→ Goal of the exercise
Write out the rows below word for word, starting at the line that contains "Could you point out the short" and continuing through the end of the rows, both ends included.

→ Extracted entries
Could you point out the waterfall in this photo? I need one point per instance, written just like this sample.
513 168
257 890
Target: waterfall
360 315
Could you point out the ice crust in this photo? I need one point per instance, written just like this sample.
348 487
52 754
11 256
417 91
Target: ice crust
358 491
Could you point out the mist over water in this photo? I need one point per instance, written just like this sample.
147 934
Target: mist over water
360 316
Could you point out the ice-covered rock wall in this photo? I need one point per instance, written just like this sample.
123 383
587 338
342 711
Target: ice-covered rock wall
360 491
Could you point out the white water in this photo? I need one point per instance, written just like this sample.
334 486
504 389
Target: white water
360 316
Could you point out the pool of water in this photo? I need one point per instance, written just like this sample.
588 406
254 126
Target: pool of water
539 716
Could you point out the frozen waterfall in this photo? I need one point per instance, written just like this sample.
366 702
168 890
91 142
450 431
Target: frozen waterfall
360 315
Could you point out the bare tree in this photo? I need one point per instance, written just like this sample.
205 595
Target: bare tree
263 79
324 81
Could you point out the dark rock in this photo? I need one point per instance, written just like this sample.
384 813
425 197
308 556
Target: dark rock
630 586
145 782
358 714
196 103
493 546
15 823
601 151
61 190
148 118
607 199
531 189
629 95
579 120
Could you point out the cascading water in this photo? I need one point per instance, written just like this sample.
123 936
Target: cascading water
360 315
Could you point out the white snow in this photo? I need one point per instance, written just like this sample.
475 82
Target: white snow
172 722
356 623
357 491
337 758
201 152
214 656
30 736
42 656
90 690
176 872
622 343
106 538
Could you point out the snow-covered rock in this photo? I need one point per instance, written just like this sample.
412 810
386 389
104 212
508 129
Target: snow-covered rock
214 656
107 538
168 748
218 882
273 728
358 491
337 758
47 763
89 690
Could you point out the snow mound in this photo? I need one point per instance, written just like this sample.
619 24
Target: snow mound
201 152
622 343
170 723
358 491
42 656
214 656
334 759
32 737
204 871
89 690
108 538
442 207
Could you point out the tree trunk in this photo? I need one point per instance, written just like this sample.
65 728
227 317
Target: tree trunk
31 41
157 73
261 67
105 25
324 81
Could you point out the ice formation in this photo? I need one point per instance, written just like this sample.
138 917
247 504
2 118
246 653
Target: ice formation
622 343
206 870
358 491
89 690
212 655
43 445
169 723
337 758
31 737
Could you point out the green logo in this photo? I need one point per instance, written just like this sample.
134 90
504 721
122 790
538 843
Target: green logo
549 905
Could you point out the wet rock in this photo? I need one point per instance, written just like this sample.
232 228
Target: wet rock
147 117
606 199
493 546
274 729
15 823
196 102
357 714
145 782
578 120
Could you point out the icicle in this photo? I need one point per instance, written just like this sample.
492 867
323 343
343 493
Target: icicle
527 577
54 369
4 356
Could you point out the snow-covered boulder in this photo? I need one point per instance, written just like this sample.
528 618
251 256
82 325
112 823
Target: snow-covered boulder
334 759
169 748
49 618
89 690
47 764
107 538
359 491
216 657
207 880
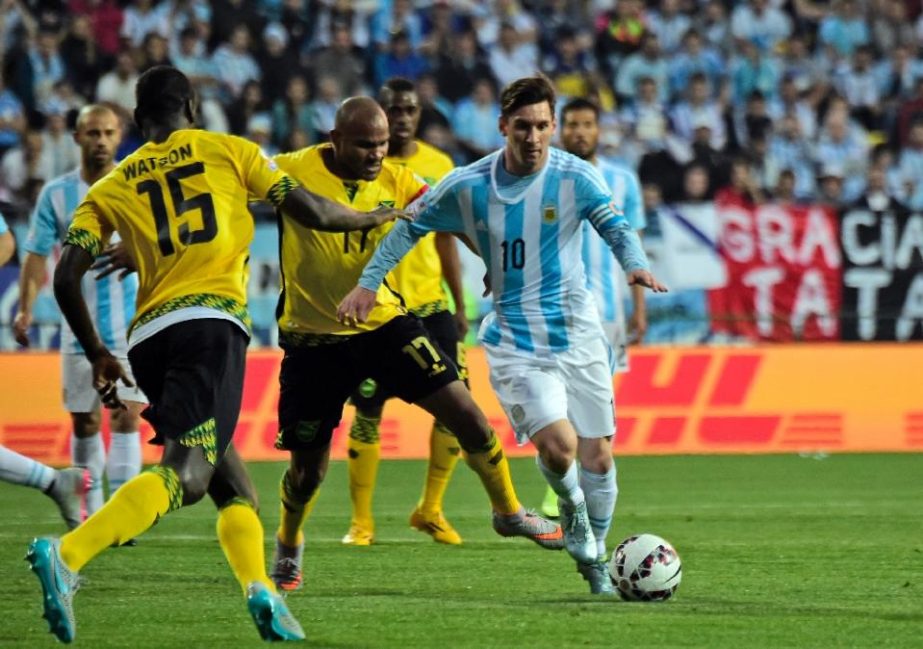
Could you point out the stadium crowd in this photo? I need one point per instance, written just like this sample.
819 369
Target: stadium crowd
785 100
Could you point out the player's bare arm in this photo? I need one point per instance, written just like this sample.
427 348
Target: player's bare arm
318 213
74 264
451 272
31 277
115 258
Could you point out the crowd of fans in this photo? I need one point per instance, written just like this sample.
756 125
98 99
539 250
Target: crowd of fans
784 100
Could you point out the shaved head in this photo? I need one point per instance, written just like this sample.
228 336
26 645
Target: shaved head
93 110
357 111
360 139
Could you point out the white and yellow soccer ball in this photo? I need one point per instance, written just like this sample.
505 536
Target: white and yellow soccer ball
645 568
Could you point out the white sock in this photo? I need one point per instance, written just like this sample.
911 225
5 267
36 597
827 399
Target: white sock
567 486
601 493
20 469
124 461
89 452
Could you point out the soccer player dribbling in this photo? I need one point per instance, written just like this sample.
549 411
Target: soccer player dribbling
179 204
523 208
325 360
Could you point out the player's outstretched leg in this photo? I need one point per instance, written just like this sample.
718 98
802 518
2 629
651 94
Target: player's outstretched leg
428 516
454 406
364 453
240 534
557 446
597 480
67 487
59 584
298 491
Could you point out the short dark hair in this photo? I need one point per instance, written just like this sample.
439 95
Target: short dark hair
525 92
162 92
579 104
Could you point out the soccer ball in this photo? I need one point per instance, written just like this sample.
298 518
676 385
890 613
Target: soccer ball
645 568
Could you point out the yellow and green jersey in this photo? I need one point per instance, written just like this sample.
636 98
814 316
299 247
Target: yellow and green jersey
320 268
180 208
418 278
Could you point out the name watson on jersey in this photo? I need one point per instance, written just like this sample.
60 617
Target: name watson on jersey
147 165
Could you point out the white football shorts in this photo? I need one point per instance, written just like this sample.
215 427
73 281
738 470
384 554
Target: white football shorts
77 381
536 391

→ Full output
Could you point out the short dark hair in this photo? I need one point per instance, written just like this sample.
439 95
Target: short dark hair
525 92
162 92
579 104
Could you point out the soccer ball in this photo? I need one point per instance, written just like this sample.
298 518
676 385
890 613
Target: soccer ball
645 568
Could you point out the yellow and green jersey in this photo? I need one point per instance, written just like this sample.
636 98
814 316
299 247
Target: yellow and green jersey
320 268
180 208
418 278
Could you point out the name watson on jersey in this photo? I need one point per instance, written just like this sample.
60 617
Target: name watson on jersey
147 165
Could you point out the white football shorts in this photo? I need one point per instance, written just like this sample.
215 427
73 281
738 470
384 554
Target: white football shorts
77 381
536 391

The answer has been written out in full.